**SELECTED TEXT**

== == ==

Just one more thing...I would love to thank Chris Davenport for an exceptionally written article (he is a very good journalist). And I would also like to thank Jo Fish for making such hysterical comparisons and allowing everyone to express themselves. I am being honest, I really did enjoy the commentary!!!!!!!!!!! Thank You!!!!

posted by: Lisa Torey on 10.08.03 at 01:10 PM [permalink]



Well first off, the great people who run this site and criticize people over things they dont know and dont understand need to get a life, Second you all dont know what was taking place or what was at hand during this, what went on with the families because of the emails that were being sent out. So if you think you have it all figured out sitting in your nice warm, T.V. watching houses,with your families and nothing to fear, enjoying the country that true vets have given you the right. Then get a real life and leave the military and families alone you are all pathetic and show the weak side of America. Thank you for showing me and other US Military vets that what we do, we even do for the ones (like you)who will never be happy in this great Country of ours that I proudly defend.

posted by: SSG Torey on 10.08.03 at 01:22 PM [permalink]



Hello, I am Elaine Rollison, a daughter of an FRG Coordinator. I normally do not state my opinions on matters that are related to FRG issues. I just wanted to remind you of a few things. Thank you to all who support your FRG coordinators. They spend endless hours a day dedicating thems to you and your soliders. As for those of you who do not support your FRG coordinator, why do you feel the need to make personal opinions about them and then broadcast it over the internet? If you have issues with your FRG coordinator, be an adult over the matter, and give her a call. The issue may be a little easier to resolve. I feel that some of the family members are acting as children. I know for a fact that when an email is sent out, that it is not at all intended to discriminate or to hurt someones feelings. These FRG coordinators are only human. They make mistakes too. Just as a closing reminder; These leaders are not paid to assist you and your families. They do so, because they love what they do, and they care. I really do not feel like they need to be condemned for their actions. They are here for you. The unsupportive family members need to realize that having an FRG coordinator, yes, it is a privilege.

posted by: Elaine Rollison on 10.08.03 at 03:23 PM [permalink]



I would like to say that I have known Ms. Torey for 3 years and she is one of the most dedicated and hard-working people I have ever met. The FRG is lucky to have her. My husband was also deployed overseas and no one from his company contacted me to make sure my children and myself were okay. I've personally witnessed Ms. Torey make phone calls and visits to other family members in the 220th. She has worked tirelessly to ensure family members are updated with information, while dealing with the separation of her own husband.

== == ==

**MATERIAL SUPPLIED**
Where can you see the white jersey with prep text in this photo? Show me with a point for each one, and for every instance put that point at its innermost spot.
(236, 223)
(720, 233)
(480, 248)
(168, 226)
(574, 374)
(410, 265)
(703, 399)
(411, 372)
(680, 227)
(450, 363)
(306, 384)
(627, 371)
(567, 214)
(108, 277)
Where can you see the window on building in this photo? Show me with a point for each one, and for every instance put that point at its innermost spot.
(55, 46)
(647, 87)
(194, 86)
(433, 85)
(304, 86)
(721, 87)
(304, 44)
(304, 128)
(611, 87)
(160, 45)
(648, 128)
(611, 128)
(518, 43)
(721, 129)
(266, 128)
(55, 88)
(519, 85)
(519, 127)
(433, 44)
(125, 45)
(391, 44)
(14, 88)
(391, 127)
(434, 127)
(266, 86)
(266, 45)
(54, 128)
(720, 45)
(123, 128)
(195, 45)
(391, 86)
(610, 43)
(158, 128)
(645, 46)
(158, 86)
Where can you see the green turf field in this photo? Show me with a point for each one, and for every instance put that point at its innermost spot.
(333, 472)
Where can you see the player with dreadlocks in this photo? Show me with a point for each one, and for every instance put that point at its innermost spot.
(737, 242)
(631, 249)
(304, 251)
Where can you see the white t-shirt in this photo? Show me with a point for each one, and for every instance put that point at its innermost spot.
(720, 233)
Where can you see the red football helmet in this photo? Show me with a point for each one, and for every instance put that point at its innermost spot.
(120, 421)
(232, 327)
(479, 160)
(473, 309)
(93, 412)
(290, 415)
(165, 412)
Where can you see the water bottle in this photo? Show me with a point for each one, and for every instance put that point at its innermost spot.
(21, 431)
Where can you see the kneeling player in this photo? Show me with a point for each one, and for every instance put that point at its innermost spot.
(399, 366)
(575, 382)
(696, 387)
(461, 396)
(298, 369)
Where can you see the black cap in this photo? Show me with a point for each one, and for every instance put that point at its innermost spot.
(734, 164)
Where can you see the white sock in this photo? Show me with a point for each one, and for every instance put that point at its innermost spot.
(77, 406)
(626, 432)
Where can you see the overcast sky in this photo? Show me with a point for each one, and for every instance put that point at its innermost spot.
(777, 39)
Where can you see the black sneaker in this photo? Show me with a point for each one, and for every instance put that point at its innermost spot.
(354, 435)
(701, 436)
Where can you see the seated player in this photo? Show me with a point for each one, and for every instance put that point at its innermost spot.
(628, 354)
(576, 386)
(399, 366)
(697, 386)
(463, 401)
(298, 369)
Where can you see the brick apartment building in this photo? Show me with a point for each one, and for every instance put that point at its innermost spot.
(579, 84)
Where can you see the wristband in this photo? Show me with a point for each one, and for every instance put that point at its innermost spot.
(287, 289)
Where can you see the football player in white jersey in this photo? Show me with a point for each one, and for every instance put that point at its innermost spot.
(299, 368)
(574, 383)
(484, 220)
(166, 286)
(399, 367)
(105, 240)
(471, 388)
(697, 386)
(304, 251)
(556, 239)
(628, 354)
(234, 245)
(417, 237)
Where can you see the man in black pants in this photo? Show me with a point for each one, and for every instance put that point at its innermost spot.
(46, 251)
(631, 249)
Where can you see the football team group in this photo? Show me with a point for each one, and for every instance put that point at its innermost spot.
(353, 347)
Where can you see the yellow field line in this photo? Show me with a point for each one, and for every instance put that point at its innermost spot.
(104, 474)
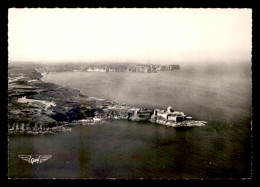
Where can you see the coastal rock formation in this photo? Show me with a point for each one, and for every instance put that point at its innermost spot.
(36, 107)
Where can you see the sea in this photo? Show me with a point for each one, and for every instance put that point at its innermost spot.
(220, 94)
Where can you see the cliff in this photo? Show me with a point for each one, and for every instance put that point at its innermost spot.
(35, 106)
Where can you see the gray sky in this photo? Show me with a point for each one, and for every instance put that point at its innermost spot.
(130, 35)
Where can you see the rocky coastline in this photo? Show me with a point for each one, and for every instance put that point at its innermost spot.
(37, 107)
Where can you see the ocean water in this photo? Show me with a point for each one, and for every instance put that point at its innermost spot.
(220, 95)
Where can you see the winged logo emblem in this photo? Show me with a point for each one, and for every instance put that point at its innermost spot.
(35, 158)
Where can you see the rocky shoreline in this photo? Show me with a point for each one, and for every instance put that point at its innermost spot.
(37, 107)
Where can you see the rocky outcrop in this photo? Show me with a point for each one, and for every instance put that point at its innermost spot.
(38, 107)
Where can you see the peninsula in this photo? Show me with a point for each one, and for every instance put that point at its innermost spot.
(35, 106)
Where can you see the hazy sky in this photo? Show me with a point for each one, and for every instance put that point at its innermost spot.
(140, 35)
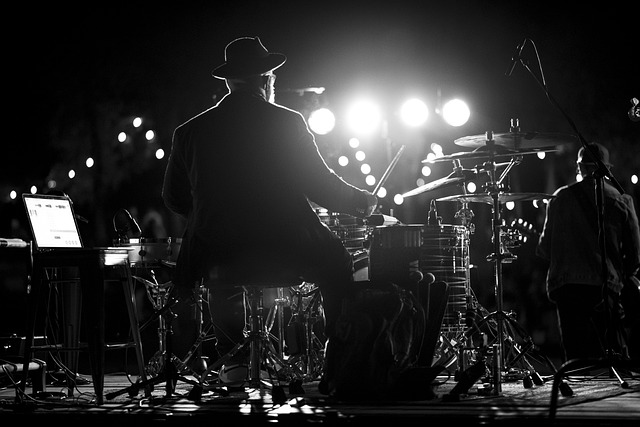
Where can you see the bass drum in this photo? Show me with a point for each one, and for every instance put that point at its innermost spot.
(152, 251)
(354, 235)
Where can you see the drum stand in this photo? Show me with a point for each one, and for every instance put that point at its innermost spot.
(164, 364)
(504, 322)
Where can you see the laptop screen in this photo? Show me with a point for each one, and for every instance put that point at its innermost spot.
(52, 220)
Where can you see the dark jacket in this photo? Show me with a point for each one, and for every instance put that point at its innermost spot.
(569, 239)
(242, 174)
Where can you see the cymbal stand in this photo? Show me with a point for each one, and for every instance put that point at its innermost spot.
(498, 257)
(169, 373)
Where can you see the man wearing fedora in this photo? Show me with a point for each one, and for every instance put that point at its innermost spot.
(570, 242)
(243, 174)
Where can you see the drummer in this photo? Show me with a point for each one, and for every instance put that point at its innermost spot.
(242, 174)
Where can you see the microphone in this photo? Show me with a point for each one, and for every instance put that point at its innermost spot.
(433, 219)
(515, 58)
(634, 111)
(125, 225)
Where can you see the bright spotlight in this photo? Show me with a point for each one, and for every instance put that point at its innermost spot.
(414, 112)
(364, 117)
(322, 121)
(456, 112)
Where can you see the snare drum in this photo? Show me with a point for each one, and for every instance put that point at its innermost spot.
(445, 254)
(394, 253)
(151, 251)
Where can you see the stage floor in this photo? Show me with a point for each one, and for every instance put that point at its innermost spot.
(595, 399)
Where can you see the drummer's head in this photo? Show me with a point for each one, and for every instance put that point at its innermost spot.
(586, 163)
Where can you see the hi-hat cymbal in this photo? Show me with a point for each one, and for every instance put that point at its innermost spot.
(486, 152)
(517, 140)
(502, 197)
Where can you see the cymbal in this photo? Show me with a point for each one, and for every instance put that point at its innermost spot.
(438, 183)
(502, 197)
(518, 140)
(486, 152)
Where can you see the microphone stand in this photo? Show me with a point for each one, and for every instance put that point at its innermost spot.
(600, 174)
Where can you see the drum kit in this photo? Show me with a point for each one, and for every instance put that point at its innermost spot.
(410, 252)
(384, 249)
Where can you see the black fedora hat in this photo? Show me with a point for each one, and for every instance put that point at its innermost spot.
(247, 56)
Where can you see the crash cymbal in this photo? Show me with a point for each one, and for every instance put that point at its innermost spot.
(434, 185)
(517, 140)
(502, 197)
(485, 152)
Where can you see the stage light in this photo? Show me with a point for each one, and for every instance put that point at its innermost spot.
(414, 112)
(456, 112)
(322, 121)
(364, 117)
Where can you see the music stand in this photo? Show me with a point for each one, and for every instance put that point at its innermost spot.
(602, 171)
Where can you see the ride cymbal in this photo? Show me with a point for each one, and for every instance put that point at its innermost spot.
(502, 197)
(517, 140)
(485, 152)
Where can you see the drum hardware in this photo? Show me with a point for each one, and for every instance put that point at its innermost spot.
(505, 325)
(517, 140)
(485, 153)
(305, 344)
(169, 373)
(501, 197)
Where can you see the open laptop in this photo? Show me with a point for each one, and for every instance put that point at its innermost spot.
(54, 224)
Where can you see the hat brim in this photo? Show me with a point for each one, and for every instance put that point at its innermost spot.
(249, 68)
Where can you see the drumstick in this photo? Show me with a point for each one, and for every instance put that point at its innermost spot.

== == ==

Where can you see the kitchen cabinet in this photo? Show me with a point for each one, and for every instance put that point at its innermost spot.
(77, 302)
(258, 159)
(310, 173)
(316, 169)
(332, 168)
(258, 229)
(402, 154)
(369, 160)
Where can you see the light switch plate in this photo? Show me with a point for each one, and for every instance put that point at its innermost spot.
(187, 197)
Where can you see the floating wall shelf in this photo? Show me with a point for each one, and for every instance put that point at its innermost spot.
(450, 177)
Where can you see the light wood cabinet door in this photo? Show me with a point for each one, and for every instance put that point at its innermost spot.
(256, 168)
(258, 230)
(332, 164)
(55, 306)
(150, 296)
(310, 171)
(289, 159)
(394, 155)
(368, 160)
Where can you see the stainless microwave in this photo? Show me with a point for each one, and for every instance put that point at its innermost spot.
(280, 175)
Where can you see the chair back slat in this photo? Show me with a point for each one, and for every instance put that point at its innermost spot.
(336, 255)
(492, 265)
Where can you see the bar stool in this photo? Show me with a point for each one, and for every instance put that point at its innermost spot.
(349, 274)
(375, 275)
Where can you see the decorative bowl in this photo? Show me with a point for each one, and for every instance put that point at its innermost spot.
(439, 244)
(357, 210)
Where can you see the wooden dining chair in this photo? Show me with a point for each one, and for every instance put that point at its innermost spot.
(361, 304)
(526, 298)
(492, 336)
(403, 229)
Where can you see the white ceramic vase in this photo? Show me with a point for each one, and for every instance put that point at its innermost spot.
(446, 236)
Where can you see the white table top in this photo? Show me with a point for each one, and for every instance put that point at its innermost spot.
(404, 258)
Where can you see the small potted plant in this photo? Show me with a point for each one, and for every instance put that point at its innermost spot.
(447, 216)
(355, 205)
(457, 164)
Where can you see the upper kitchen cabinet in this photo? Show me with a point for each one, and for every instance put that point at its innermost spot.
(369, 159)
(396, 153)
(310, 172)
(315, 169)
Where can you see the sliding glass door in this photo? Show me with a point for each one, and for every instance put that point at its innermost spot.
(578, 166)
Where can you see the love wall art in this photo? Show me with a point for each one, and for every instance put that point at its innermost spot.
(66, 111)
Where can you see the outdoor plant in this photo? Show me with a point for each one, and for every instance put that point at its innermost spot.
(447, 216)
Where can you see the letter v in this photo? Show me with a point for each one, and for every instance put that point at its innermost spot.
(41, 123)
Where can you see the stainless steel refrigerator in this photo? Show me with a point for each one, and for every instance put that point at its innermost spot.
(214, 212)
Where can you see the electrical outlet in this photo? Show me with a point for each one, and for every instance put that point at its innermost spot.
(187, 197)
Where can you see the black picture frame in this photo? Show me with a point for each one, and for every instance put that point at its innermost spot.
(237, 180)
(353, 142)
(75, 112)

== == ==

**WHAT TO WORK ON**
1) Answer these from the FRG comment thread:
(a) Whom does Lisa Torey thank for an exceptionally written article?
(b) According to Elaine Rollison, are FRG leaders paid to assist families?
(c) For how many years has the final commenter known Ms. Torey?
2) Write the next part of the FRG comment thread, picking up right after its final sentence.

**ANSWERS PROVIDED**
1)
(a) Chris Davenport
(b) No, they are not paid.
(c) 3 years

2)
If anyone has a problem with the way Ms. Torey has handled herself during this difficult time, I suggest you find out "Who the hell she is" and attempt to handle some of the mess she's taken care of. I once told Ms. Torey to quit working for the FRG and concentrate on her family, since YOUR problems were causing her so much stress. Do you know what she said? She said that she loved her job, and enjoyed helping people and getting involved. How many of you are involved? How many of your wives are getting off their fat asses and getting involved in the FRG? I didn't think so. Shit or get off the pot people!

posted by: pissed off military wife on 10.08.03 at 06:03 PM [permalink]



Damn, what a graffiti board. Wish we'd had such a thing when I was stationed in Subic Bay; 'twould have been an endless source of amusement, no doubt.

Congrats to "distraught husband" CAPT Cary on his career high (as of that post) 1,000,000 on Tony Hawk Pro Skater. You've given me a new ambition in life.....

posted by: Len Cleavelin on 10.09.03 at 12:41 PM [permalink]



All I have to say is, if you want the reconstruction of Iraq done right...and with the help and support of our allies and the United Nations...vote George W. Bush out of office.

The sooner Bush and his incompetent crew are gone, the sooner we can get down to eventually bringing our troops home in a safe manner, that does not cause a new conflagration in Iraq.

Incidentally, I appreciate that people are putting their lives on the line in Iraq.

But, you are not over there fighting for the freedom of a single person here in the United States.

They are fighting for the freedom of the IRAQI PEOPLE.

That may well be a laudible goal, but do not throw it back in the faces of critics of Bush administration policy.

Especially in a hypocritical, passive agressive manner where you say things like:

"Even treasonous, evil bastards like you...who should be locked up or shot...are free to express your opinions thanks to the sacrifice of brave soldiers like me, who never use the brains God gave us to question the policies of the Commander in Chief...no matter how addle-brained they may appear to be."

Your DUTY is to Constitution of the United States. NOT to George W. Bush.

Remember that.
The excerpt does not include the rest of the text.